Can you put the listing below into a JSON array of strings, with each line as its own string and blank lines skipped? Omit the pictures.

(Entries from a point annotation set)
+++++

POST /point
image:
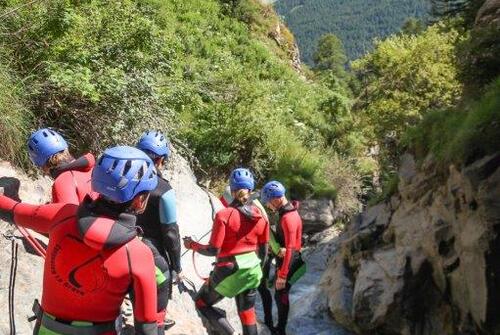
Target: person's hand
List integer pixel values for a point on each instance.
(280, 283)
(179, 278)
(9, 187)
(7, 216)
(187, 242)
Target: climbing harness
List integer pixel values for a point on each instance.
(12, 285)
(193, 256)
(39, 249)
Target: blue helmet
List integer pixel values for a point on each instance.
(154, 142)
(273, 189)
(122, 173)
(240, 179)
(43, 144)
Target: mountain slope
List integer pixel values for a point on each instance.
(356, 22)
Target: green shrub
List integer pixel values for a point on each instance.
(460, 135)
(206, 71)
(15, 121)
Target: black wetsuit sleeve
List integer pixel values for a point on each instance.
(172, 243)
(263, 253)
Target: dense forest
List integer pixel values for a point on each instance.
(206, 72)
(355, 22)
(219, 77)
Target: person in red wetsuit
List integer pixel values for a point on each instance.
(94, 256)
(289, 264)
(239, 240)
(49, 151)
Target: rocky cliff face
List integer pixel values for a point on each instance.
(425, 262)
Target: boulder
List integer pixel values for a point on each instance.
(426, 262)
(317, 214)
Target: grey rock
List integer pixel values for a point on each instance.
(427, 262)
(317, 214)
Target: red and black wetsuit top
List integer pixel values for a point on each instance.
(93, 259)
(238, 230)
(159, 223)
(72, 180)
(289, 234)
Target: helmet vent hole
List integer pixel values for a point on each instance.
(127, 167)
(113, 166)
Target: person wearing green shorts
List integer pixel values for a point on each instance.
(239, 239)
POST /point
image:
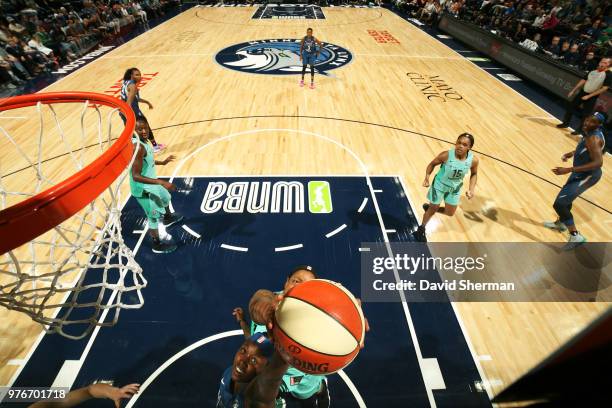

+++++

> **Answer to this problem**
[
  "POST /point",
  "image:",
  "Target: person's hand",
  "List integer pixel values for a point on each instance.",
  "(280, 283)",
  "(179, 278)",
  "(9, 187)",
  "(7, 216)",
  "(187, 242)",
  "Target: climbing harness",
  "List integer pixel values for a point on each instance.",
  "(12, 285)",
  "(193, 256)",
  "(39, 249)",
  "Target: blue helmet",
  "List integer pixel values for a point on each instance.",
  "(154, 142)",
  "(273, 189)",
  "(122, 173)",
  "(240, 179)",
  "(43, 144)",
  "Target: mountain slope",
  "List integer pixel values for a point on each instance.",
  "(356, 22)",
  "Target: green shrub",
  "List integer pixel values for a point on each instance.",
  "(460, 135)",
  "(206, 71)",
  "(15, 121)",
  "Target: black wetsuit sleeve",
  "List integer pixel values for a point on each instance.",
  "(172, 243)",
  "(263, 253)",
  "Target: dense forest",
  "List integer pixel values for a point on each instance.",
  "(206, 72)",
  "(355, 22)",
  "(219, 77)",
  "Target: person in red wetsuit",
  "List integer pixel values for a point on each instance.",
  "(94, 256)",
  "(289, 264)",
  "(239, 240)",
  "(49, 151)",
  "Target: rocky cliff face",
  "List integer pixel values for a point on each instance.",
  "(425, 262)",
  "Target: boulder",
  "List integer pixel values for a point on each instance.",
  "(426, 262)",
  "(317, 214)",
  "Target: grey rock",
  "List integer pixel values for a point on each instance.",
  "(427, 262)",
  "(317, 214)",
  "Target: red and black wetsuit top",
  "List integer pixel values for a point on each instance.",
  "(93, 259)",
  "(238, 230)",
  "(159, 223)",
  "(72, 180)",
  "(289, 234)",
  "Target: helmet vent hole",
  "List integer pixel values for a point on each instance.",
  "(127, 167)",
  "(113, 166)",
  "Target: person wearing green shorts",
  "List integer pixel values for a point on each instance.",
  "(239, 239)",
  "POST /point",
  "image:"
]